DIRECTIONS FOR THIS TASK:
Lay out everything from the line containing "identify the moss-covered" down to the line containing "[122,113,246,216]" as a two-column CSV with the headers text and answer. Give one row per line beginning "You are given" and put the bracketed lines that follow it in the answer column, with each field quoted and line breaks replaced by spaces.

DATA TO PROCESS:
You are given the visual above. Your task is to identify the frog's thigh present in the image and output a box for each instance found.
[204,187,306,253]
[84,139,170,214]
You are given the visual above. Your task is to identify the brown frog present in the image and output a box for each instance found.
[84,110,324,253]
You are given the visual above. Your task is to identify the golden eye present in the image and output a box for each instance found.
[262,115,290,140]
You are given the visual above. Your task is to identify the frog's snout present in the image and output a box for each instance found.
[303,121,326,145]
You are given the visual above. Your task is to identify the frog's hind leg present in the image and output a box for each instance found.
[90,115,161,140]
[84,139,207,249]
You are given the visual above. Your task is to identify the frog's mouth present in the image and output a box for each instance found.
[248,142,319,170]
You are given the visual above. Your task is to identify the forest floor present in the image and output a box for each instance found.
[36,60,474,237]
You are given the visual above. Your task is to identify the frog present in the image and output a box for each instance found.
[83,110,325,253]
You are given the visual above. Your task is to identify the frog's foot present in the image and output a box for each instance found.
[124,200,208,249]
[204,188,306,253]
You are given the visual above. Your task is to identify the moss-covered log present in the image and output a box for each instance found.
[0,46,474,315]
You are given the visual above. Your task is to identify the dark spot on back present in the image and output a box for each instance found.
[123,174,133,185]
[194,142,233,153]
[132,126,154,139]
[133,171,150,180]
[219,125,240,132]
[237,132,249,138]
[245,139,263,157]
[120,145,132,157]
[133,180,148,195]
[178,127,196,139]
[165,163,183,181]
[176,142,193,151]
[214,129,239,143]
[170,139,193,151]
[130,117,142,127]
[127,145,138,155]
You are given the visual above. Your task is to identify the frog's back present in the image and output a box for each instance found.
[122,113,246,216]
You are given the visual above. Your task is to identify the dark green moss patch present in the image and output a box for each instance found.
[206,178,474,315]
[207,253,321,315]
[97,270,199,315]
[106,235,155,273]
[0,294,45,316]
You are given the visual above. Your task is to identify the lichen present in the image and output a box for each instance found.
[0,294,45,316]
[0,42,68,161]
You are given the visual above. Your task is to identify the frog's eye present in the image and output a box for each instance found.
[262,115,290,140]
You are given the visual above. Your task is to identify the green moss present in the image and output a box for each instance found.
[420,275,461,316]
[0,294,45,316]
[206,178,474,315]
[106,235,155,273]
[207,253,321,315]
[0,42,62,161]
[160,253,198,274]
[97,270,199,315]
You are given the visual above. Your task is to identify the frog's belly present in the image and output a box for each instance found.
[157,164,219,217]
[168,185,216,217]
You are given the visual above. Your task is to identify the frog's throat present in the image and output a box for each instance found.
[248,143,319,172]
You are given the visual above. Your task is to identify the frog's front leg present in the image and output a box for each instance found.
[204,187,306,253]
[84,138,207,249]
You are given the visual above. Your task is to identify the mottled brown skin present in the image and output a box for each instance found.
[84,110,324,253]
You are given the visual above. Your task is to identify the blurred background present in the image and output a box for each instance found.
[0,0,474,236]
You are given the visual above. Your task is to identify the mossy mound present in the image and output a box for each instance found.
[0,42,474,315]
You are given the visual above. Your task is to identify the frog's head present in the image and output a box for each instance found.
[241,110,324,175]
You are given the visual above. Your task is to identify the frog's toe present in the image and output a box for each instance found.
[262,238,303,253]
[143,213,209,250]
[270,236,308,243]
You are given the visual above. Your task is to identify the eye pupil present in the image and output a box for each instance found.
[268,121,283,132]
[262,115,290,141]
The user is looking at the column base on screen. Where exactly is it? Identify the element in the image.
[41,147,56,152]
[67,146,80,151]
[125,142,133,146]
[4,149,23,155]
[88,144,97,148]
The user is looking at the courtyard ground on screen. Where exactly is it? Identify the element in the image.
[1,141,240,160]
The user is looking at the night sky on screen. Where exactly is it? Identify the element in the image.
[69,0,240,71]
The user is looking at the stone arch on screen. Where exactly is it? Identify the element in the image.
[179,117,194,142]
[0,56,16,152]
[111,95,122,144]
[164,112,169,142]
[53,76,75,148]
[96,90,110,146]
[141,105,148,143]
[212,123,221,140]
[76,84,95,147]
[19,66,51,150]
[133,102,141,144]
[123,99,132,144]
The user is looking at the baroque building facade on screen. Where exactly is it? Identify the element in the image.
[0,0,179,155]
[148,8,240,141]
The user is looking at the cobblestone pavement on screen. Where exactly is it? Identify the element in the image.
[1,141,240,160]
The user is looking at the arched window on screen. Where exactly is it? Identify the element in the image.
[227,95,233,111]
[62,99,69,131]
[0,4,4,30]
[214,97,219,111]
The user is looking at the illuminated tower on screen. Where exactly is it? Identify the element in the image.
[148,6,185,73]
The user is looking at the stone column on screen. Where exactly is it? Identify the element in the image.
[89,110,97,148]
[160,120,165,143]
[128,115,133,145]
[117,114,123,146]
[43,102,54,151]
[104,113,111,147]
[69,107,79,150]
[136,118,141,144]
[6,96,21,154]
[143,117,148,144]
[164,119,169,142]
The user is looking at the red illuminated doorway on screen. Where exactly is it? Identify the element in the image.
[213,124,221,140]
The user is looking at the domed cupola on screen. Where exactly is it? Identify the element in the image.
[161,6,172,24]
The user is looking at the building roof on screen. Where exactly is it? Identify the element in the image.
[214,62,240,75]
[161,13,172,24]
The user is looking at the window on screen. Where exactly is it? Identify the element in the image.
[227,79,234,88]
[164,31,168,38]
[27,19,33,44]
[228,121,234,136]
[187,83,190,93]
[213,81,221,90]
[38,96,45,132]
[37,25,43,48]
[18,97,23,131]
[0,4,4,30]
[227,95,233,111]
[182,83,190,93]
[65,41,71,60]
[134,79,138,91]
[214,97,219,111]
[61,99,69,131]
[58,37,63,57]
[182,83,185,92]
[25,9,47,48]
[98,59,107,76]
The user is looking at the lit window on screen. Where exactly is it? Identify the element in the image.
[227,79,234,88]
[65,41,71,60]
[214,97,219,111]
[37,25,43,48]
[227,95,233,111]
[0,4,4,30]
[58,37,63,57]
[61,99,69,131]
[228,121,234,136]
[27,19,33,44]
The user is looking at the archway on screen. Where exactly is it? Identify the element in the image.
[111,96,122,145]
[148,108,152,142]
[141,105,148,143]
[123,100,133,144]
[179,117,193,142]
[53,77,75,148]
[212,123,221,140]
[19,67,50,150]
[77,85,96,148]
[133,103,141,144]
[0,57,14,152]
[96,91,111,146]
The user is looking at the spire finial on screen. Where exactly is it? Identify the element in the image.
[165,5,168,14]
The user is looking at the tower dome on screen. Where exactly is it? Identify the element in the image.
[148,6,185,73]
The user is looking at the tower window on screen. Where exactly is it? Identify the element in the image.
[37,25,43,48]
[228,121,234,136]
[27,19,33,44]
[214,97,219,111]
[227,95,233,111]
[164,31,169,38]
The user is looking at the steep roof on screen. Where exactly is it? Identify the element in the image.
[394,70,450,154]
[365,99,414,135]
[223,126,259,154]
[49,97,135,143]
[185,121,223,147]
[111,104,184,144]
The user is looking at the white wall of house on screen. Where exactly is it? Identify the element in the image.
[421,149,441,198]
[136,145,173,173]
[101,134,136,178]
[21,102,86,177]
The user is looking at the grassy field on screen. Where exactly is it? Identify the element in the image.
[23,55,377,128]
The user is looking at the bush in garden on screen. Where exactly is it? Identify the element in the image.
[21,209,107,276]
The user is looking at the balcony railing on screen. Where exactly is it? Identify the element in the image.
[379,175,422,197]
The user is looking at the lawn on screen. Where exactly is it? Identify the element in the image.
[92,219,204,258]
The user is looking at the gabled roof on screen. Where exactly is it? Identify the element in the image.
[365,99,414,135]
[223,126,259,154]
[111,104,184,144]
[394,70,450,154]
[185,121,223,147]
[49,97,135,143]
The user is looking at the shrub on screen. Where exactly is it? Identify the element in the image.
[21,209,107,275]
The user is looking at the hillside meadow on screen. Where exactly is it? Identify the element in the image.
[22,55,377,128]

SOLUTION FOR THIS PROBLEM:
text,answer
"You are given the visual above. Your task is to identify the moss-covered log present in the image and output a box for each instance found.","[0,46,474,315]"
"You are given the visual above. Your task is to identify the dark spot on back present in the image and output a box for each instance found.","[123,174,133,185] [194,142,233,153] [132,126,154,139] [133,171,150,180] [219,125,240,132] [237,132,249,138] [245,139,263,157] [120,145,132,157] [133,180,148,195] [178,127,196,139] [165,163,183,181] [176,142,193,151] [214,129,239,143] [170,139,193,151] [130,117,142,127] [127,145,138,155]"
"You are given the visual above. Your task is to identify the frog's back present in the image and output a box for each instance found.","[122,113,246,216]"